Your task: Rewrite every line of the material from its start through the line containing "53 66 L 448". Offset each coordinate in the answer outlines by -16, and copy all other lines unchanged.

Segmentation annotation records
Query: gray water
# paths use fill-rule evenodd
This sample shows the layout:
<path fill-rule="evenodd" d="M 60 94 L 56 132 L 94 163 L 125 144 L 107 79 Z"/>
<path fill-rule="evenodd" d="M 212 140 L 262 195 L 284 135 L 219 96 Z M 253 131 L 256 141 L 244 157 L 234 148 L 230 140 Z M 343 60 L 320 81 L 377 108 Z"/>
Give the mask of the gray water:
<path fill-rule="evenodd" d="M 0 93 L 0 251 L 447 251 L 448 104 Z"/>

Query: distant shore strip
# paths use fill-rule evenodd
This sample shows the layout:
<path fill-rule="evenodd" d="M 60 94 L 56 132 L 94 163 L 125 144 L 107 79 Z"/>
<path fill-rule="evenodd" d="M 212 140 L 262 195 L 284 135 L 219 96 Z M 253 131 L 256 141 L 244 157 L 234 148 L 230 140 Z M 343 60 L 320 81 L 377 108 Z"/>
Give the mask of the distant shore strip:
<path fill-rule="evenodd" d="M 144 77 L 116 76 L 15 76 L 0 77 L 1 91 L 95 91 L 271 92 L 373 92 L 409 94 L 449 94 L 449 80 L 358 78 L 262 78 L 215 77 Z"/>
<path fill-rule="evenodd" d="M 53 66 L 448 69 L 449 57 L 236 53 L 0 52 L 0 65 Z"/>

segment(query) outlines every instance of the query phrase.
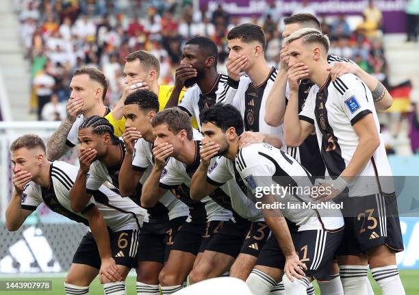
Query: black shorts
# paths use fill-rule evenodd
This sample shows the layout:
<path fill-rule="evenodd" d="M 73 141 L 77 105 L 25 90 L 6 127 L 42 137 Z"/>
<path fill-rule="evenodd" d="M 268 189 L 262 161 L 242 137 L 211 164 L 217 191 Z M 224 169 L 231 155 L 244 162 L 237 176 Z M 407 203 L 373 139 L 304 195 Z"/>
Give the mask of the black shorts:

Result for this task:
Query: gray water
# paths use fill-rule evenodd
This sample shows the layout:
<path fill-rule="evenodd" d="M 60 94 L 56 132 L 94 163 L 125 144 L 107 79 Z"/>
<path fill-rule="evenodd" d="M 212 140 L 262 195 L 284 135 L 219 96 Z M 253 131 L 256 141 L 244 157 L 234 148 L 230 140 Z M 343 60 L 320 81 L 377 108 Z"/>
Give the mask of the gray water:
<path fill-rule="evenodd" d="M -16 77 L -16 235 L 431 235 L 432 88 Z"/>

Query: distant shore strip
# paths use fill-rule evenodd
This sample shows the layout:
<path fill-rule="evenodd" d="M 60 94 L 56 132 L 94 163 L 125 144 L 107 79 Z"/>
<path fill-rule="evenodd" d="M 212 140 L 262 195 L 284 135 L 219 96 Z M 253 131 L 256 141 L 244 157 L 234 148 L 230 140 Z M 343 60 L 320 81 L 377 108 Z"/>
Give the mask of the distant shore strip:
<path fill-rule="evenodd" d="M 128 61 L 100 60 L -1 60 L -16 61 L -15 75 L 79 75 L 255 76 L 357 76 L 393 78 L 433 78 L 433 64 L 342 62 L 246 62 L 199 61 Z"/>
<path fill-rule="evenodd" d="M 37 50 L 432 53 L 433 41 L 220 37 L -16 36 L -16 49 Z"/>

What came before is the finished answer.